» **Your goal**
Using the text about the Orion Theatre, explain in one to three sentences why artists and institutions make use of the theatre.

Theatre in Stockholm, Sweden

The Orion Theatre (Swedish: Orionteatern) is a theater located at Katarina Bangata 77 in the district of Södermalm in Stockholm, Sweden. Orion theater was founded in 1983 and is the city's largest avant-garde stage.

==History==
The building was built in 1929 and was once a mechanical workshop. The theatre provides a space for theatrical experiments and artistic works and it is a meeting place for artists searching for new ways of working outside the limitations of institutional theatre. It is also provides a place for institutions who want to try out new working methods through collaboration.

The theatre has exchange programs with companies from all parts of the world. Among these are the Peking Opera in Shanghai, Theatre de Complicité from London, Le Cirque Invisible from Paris, the Suzuki Company of Toga, Japan, Gopal Venu's Kootiyattam ensemble from Kerala, India and the School of Dramatic Art, Moscow.

Orion Theater is also an educational theater with a developed collaboration with the Theater Academy and the Dramatic Institute in Stockholm. Lars Rudolfsson and Stina Oscarson were jointly artistic directors of the theater between 2004 and 2011. Since 2011 Lars Rudolfsson remained as the sole artistic director.

» **Data extracts**
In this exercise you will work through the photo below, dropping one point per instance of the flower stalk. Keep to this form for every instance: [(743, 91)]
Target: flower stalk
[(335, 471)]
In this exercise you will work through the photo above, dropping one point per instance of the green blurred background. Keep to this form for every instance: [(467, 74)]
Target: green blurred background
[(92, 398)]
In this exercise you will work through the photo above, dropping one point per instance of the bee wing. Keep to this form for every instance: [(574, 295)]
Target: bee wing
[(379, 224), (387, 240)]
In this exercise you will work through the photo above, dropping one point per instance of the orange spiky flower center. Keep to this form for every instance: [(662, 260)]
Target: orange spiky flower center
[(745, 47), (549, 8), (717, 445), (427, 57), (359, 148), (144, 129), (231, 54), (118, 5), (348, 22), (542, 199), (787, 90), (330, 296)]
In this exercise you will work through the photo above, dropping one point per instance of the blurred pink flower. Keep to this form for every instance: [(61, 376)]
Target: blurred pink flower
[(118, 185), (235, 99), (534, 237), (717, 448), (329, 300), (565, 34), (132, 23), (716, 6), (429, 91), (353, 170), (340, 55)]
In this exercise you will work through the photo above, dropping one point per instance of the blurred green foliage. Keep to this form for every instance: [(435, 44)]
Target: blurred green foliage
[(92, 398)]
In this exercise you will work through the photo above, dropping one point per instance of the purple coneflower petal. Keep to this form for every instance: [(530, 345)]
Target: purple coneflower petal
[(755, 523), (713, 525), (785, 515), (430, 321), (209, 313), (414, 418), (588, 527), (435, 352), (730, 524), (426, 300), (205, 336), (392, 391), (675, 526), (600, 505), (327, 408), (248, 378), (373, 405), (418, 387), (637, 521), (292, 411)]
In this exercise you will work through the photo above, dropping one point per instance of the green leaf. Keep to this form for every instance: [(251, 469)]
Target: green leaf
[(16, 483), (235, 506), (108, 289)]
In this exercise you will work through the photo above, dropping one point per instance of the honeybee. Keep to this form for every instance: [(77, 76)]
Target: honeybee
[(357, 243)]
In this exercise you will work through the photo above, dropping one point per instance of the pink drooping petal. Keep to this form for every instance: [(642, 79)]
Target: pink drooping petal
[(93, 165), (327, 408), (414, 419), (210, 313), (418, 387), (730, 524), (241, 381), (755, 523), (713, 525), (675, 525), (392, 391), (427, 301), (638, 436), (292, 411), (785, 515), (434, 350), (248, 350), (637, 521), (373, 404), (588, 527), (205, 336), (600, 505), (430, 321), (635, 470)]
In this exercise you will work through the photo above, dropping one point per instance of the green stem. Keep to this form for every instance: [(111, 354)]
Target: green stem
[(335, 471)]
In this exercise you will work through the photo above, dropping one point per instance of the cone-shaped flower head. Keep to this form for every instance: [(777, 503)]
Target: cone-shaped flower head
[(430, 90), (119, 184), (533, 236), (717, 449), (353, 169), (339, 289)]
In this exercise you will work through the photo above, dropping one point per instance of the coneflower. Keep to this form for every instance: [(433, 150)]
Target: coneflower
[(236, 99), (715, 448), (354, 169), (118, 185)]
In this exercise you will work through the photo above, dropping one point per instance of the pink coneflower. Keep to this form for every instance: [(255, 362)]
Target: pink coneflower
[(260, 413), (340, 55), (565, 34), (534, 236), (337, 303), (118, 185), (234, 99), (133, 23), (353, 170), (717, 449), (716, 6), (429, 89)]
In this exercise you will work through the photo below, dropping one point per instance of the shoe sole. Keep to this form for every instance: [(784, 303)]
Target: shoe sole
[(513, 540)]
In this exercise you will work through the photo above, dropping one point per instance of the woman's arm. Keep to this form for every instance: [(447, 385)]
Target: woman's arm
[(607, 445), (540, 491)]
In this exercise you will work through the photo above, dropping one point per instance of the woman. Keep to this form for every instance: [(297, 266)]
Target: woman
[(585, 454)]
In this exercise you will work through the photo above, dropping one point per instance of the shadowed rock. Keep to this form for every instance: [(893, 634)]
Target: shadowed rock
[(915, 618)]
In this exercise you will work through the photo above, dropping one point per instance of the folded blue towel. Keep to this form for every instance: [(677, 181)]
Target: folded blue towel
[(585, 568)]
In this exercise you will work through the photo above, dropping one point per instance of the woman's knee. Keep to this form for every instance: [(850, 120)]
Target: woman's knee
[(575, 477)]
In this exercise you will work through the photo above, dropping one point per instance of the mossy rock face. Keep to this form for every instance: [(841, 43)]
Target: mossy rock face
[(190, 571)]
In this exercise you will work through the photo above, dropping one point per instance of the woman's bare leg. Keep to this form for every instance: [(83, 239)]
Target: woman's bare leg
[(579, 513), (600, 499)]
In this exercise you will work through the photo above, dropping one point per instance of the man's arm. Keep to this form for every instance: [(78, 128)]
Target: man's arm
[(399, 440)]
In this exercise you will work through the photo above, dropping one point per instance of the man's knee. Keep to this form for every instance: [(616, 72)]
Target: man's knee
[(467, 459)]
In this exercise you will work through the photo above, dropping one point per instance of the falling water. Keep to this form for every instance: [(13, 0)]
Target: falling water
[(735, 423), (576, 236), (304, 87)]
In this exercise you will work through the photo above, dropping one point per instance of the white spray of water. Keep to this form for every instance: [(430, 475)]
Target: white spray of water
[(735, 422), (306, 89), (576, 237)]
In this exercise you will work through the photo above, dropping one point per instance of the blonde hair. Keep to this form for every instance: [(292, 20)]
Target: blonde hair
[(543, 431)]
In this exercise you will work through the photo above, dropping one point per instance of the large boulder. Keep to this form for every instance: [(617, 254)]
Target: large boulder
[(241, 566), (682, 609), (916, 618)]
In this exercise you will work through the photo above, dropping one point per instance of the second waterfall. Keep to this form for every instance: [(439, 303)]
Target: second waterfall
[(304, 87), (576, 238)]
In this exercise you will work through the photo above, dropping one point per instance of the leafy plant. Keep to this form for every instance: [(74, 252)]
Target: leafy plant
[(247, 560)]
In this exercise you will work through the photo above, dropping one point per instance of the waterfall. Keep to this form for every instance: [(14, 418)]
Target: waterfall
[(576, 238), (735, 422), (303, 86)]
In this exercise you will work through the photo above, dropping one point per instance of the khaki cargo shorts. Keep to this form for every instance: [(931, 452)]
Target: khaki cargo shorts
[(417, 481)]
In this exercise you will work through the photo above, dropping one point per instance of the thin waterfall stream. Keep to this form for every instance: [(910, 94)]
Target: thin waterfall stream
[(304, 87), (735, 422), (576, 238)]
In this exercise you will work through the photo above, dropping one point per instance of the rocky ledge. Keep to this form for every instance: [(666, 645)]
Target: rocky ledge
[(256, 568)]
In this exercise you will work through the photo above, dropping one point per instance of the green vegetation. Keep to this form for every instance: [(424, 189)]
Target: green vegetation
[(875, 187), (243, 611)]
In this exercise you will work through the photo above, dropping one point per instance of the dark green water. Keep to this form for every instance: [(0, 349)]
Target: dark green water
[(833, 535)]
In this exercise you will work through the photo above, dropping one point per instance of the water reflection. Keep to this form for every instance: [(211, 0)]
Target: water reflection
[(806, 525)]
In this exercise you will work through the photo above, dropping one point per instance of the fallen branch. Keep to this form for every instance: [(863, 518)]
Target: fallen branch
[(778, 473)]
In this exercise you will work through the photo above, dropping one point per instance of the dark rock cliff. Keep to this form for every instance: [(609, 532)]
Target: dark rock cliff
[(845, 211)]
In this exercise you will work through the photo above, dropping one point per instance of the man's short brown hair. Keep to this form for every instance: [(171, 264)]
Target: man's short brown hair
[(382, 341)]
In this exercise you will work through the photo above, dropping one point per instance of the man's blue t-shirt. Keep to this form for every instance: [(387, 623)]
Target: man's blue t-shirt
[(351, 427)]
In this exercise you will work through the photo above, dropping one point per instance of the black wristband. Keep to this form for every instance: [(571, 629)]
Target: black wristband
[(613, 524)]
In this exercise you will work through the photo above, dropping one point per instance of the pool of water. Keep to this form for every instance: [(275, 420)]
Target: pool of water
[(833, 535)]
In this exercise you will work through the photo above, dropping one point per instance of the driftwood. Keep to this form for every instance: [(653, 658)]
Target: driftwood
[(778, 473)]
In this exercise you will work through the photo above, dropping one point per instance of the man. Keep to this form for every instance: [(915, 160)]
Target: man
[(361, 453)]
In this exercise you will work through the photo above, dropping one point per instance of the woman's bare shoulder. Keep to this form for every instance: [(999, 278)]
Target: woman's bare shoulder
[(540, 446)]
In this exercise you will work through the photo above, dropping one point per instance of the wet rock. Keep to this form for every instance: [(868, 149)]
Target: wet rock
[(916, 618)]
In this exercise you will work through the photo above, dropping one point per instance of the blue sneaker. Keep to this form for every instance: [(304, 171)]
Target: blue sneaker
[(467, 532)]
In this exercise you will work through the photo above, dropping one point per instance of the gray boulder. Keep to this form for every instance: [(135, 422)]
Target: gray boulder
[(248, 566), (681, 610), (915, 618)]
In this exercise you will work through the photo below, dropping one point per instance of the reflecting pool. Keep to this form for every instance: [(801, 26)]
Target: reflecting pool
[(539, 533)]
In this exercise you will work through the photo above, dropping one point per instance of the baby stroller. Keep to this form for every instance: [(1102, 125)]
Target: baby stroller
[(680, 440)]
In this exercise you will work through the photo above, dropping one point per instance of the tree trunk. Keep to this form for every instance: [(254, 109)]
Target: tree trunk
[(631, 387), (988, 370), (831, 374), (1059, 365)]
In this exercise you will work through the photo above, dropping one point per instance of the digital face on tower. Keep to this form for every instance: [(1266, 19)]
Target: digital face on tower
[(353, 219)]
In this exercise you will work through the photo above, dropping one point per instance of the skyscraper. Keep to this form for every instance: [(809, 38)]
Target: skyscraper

» **Solved exercise**
Artists meet at the Orion Theatre because they are searching for new ways of working outside the limitations of institutional theatre. Institutions use it to try out new working methods through collaboration.